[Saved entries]
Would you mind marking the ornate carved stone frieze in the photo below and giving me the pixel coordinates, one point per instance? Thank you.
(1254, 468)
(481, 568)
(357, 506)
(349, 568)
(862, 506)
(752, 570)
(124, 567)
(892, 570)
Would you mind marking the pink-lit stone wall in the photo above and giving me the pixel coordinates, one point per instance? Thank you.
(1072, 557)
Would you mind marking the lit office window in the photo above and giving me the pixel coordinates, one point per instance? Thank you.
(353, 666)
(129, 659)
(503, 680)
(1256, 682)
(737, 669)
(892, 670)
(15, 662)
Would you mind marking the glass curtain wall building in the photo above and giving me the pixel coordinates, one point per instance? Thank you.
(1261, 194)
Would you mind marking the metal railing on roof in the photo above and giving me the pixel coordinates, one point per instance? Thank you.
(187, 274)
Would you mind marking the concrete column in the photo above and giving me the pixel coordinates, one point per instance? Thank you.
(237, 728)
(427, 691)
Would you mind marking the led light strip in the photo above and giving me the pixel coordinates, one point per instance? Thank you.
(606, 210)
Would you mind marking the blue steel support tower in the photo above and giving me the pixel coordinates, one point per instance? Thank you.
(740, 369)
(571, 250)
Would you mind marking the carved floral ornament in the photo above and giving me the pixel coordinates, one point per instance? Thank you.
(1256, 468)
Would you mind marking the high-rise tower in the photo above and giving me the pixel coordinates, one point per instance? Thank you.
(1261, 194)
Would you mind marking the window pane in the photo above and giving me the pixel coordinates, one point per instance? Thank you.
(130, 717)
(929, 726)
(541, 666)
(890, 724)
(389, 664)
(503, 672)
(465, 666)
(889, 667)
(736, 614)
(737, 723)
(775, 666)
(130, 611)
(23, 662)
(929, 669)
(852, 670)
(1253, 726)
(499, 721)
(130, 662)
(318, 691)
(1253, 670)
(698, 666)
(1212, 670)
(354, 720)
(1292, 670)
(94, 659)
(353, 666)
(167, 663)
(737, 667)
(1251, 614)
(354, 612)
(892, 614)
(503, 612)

TASK GOAL — Please set down each line of the records exactly as given.

EXERCISE ANSWER —
Would you mind marking the ornate carved stone frieze in the photo below and giving me the pixel coordinates, one point per instance? Thank you.
(1254, 468)
(481, 568)
(357, 506)
(349, 568)
(862, 506)
(752, 570)
(124, 567)
(892, 570)
Would you mind marking the pink-lit stone wall in the photo above and giving me the pixel coordinates, one point per instance? Thank you.
(1072, 557)
Would you mind marking the lit office window in the photo above and giving me the pixel coordinates, one point per instance? Thank you.
(353, 666)
(129, 659)
(503, 680)
(1256, 682)
(737, 669)
(892, 670)
(15, 662)
Would you mind marking the glass curtain wall building in the photo above and giving me the pixel coordinates, one point per instance? Thank you.
(1261, 194)
Would you mind marking the metal railing on roof in the photo above and giving me the pixel coordinates, one point per instance? Thank you.
(187, 274)
Would you mind marking the concrete column in the photo above and giving me the pixel coordinates, one point per instance? Thank you.
(237, 728)
(427, 691)
Would you mind marking the led light strip in the photo above and giving me the pixel coordinates, one point per instance? Thank you.
(606, 210)
Would you mind marking the blue steel support tower in the photo above and giving me the pixel coordinates, one point per instance? Thank you.
(740, 369)
(571, 250)
Would you mind marking the carved floral ornament in the photo above and giving me the pixel coordinates, one point per instance? Thank you.
(1256, 468)
Would you mind marking the high-rise tower in the photo above and giving me the pixel coordinates, one point per instance? Thank you.
(1261, 194)
Would you mind marking the window pane in the photo above and giving me the pixel coordinates, one point per instance? Thank you.
(130, 717)
(929, 726)
(541, 666)
(890, 724)
(389, 664)
(503, 672)
(465, 666)
(889, 667)
(736, 614)
(737, 723)
(775, 666)
(130, 611)
(23, 662)
(929, 669)
(852, 670)
(1253, 726)
(499, 721)
(130, 662)
(318, 691)
(1253, 670)
(698, 666)
(1212, 670)
(354, 720)
(1292, 670)
(94, 659)
(353, 666)
(167, 663)
(737, 667)
(1251, 614)
(354, 612)
(892, 614)
(503, 612)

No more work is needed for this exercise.